• AUSGANGSTEXT:
=====
Oberwiesenthal liegt am Fuße des Fichtelbergs, des höchsten Berges Sachsens
und ganz Ostdeutschlands. Gleich nebenan ist Tschechien, früher florierte
hier der Schmuggel, heute kommen die Angestellten der Hotels über die
Grenze, die man kaum mehr bemerkt.
Die Fichtelbergbahn fährt hierher, Schmalspur, gezogen von einer Dampflok,
Baujahr 1952. Vor der Abfahrt nimmt der Lokführer einen Schluck aus seiner
Flasche: „Nicht nur die Lok braucht Wasser.“ Es sind 17 Kilometer und knapp
240 Höhenmeter in die höchstgelegene Stadt Deutschlands, 915 Meter über dem
Meer. Die Lok rumpelt, hupt und klingelt. In weiten Serpentinen tuckert sie
vorbei an Hühnern und Gänsen, ein Alpaka schaut aus seinem Unterstand
hervor. Fichtenwald. Kühler Wind weht durch die offene Waggontür. Der Zug
ist fast leer, außer mir sind nur ein Touristenpaar mit
Nordic-Walking-Stöcken da und eine ältere Anwohnerin. Zwischendurch zieht
der Schaffner an seiner Zigarre.
Von Oberwiesenthal aus kann man bereits seit 1924 weiter mit einer
Luftseilbahn auf den Berg fahren und dort auf grüne Wälder herabschauen,
auf Wiesen und ein paar Windräder. Im Ort selbst dreht der
„Erzgebirgsexpress“ seine Runden, der langsam fährt, weil man ja was sehen
soll. „Wir fahren gleich noch mal am Wohnhaus von Jens Weißflog vorbei“,
sagt der Fremdenführer. Weißflog, der Skisprung-Überflieger, ist
Ehrenbürger des Ortes, in seinem Hotel lädt er regelmäßig Gäste zu Kaffee
und Kuchen ein und erzählt Geschichten von früher, für 9,90 Euro – Kaffee
und Kuchen inklusive.
=====
• KURZE AUFGABE 1: Seit welchem Jahr kann man laut Ausgangstext von Oberwiesenthal aus mit einer Luftseilbahn auf den Berg fahren?
Ausgangstext und Datensätze sind inhaltlich unabhängig voneinander.

• BEREITGESTELLTE DATEN:
=====
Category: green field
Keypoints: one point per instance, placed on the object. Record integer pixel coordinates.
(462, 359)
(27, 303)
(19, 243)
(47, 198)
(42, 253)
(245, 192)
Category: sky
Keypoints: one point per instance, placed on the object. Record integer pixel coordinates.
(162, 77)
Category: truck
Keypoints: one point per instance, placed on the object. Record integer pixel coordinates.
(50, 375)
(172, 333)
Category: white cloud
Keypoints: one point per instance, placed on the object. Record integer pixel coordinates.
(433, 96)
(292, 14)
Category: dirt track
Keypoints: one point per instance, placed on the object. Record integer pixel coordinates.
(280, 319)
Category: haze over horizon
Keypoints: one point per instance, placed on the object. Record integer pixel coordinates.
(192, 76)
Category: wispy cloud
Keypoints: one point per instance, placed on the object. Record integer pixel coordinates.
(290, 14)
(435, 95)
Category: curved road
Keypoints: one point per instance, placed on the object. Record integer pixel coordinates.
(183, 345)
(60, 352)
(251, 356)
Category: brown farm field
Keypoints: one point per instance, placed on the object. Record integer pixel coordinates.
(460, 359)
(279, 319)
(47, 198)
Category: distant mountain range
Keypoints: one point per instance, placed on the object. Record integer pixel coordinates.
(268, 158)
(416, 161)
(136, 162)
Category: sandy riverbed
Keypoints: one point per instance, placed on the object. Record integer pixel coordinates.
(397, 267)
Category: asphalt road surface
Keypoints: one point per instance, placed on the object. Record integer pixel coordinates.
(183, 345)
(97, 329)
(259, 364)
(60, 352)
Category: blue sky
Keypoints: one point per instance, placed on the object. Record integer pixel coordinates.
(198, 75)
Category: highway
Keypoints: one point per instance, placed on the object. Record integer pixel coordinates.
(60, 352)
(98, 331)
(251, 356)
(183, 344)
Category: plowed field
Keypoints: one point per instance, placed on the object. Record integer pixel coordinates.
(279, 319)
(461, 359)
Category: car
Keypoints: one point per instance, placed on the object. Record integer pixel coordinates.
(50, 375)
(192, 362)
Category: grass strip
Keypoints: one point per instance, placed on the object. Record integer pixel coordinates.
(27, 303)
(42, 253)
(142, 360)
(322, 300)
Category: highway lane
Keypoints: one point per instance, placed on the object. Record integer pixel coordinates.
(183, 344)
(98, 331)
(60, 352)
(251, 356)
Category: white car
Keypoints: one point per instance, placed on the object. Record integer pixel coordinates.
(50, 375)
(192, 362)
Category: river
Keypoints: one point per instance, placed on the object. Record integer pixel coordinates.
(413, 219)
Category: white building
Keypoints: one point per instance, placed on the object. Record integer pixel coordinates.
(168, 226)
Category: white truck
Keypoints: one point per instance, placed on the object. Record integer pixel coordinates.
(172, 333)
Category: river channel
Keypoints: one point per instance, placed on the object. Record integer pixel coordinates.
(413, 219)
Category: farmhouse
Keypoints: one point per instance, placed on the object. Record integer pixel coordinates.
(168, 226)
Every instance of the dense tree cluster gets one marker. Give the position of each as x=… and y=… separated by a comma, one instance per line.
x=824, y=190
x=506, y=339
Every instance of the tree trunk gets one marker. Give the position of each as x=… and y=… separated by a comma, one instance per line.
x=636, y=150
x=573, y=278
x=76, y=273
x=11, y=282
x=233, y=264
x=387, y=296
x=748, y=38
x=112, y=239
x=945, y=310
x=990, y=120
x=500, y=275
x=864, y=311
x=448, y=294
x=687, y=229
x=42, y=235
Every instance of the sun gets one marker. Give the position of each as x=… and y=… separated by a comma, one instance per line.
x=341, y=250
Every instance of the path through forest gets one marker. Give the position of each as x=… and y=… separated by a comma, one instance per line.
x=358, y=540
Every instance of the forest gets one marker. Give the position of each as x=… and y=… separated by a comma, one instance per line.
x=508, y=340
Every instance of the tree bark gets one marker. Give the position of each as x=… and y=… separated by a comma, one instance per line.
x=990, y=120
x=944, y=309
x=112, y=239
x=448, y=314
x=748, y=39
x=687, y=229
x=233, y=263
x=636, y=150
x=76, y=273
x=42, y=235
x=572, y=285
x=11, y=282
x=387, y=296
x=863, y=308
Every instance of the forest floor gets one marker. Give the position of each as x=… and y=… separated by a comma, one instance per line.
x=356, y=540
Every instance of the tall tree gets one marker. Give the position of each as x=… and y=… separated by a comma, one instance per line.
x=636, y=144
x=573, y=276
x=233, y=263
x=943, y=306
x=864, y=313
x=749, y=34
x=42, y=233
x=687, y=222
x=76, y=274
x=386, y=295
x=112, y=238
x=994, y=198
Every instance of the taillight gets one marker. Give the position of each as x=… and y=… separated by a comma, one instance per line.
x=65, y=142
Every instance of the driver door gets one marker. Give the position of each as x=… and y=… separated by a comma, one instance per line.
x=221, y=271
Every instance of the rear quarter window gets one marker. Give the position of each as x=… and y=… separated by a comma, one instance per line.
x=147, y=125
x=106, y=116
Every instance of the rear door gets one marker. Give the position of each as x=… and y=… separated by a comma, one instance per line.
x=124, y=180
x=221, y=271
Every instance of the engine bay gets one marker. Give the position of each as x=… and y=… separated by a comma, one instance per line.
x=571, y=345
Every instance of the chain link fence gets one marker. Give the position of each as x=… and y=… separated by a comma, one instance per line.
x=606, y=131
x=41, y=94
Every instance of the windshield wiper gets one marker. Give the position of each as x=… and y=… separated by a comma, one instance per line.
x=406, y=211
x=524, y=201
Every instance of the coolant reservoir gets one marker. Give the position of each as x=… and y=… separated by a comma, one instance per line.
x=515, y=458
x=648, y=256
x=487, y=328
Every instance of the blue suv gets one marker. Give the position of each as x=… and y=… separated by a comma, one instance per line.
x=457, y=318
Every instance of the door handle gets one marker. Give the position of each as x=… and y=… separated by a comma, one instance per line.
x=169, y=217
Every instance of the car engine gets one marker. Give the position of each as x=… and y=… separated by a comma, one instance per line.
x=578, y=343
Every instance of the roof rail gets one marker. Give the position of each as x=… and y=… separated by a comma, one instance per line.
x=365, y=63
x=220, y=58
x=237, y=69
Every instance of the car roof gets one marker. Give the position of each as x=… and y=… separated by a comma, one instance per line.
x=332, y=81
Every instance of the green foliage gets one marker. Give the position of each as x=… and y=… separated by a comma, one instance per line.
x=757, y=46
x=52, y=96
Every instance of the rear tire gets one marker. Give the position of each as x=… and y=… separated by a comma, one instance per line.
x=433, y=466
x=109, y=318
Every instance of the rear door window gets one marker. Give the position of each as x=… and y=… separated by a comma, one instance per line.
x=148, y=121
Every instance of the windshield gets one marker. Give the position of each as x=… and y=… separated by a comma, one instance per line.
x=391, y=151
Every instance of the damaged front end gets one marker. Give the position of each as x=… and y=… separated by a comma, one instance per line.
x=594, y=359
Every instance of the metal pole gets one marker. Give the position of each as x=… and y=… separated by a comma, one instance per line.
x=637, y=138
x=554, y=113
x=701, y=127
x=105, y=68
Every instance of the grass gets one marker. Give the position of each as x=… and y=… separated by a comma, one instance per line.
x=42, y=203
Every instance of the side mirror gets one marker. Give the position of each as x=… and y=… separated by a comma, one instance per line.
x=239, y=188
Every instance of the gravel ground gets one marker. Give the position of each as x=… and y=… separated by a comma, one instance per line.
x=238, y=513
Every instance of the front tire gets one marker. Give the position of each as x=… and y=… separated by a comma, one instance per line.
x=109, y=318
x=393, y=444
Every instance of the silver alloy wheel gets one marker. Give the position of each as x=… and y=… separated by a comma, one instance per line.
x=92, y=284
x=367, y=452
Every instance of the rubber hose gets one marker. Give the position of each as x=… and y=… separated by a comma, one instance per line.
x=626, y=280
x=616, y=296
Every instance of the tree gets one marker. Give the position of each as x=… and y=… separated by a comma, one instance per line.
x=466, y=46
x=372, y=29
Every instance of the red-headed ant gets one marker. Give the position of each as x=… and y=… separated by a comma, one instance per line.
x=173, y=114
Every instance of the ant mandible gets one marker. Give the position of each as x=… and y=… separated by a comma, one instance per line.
=====
• KURZE AUFGABE 2: Suche in den Datensätzen jede Zeile, die die Zeichenfolge „windshield“ enthält, und gib diese Zeilen unverändert wieder.

• AUSGEARBEITETE ANTWORT 1: Seit 1924.

• AUSGEARBEITETE ANTWORT 2:
Every instance of the windshield wiper gets one marker. Give the position of each as x=… and y=… separated by a comma, one instance per line.
Every instance of the windshield gets one marker. Give the position of each as x=… and y=… separated by a comma, one instance per line.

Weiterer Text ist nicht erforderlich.